## [提示文]
----
2016年9月16日金曜日

ンガリー・アル・ツォ湖畔の雪崩の謎(3)

この雪崩の原因について、いち早く指摘した記事がこちら↓

・毎日頭條 >中科院西北研究院分析:冰川躍動導致西藏阿里冰崩(Posted on 2016-07-28 in 科學)
https://kknews.cc/science/r84qr4.html

中国科学院西北研究院による分析:氷河の「躍動」が西藏阿里の氷河崩壊の原因である

【科学技術最前線】

光明日報 蘭州7月27日電、記者・宋喜群、通信員・劉暁倩。中国科学院・北西生態環境資源研究院からの情報。当研究院冰凍圏科学国家重点実験室の分析:氷河の「躍動」が、7月17日西藏阿里地区日土県東汝郷阿汝村で発生した氷河崩壊の原因である。

中国科学院・北西研究院・冰凍圏科学国家重点実験室・主任・康世昌の説明によると、衛星観測データが示すところでは、今回の氷河崩壊範囲は約10平方km、6.3km長、最大で約2.6km幅。これは国内の観測記録では、氷河の「躍動」による氷河崩壊面積としては最大であり、距離も最長。

今回の氷河崩壊の原因について、中国科学院・北西研究院・冰凍圏科学国家重点実験室・副研究員・郭萬欽および上官冬輝が指摘するところによると、これはこの地区にある氷河の最近の「躍動」によるものである。「躍動」が起きた氷河は、阿里地区・阿魯錯西側の無名山脈中にあり、ここ数年「躍動」期にあった。地球温暖化の中その氷河は1971年から2010年までの間に面積は9%近く減少しているのに、2013年から2016年7月2日までの間に300mも前進している。その後に氷河は谷を飛び出し、氷河崩壊の災害をもたらした。
----
## [収集データ]
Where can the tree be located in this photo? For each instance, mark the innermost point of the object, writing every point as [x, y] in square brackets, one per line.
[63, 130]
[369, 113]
----
## [演習の目的]
提示文によれば、衛星観測データが示す今回の氷河崩壊範囲の面積はおよそどれほどか。

## [記述回答]
約10平方km。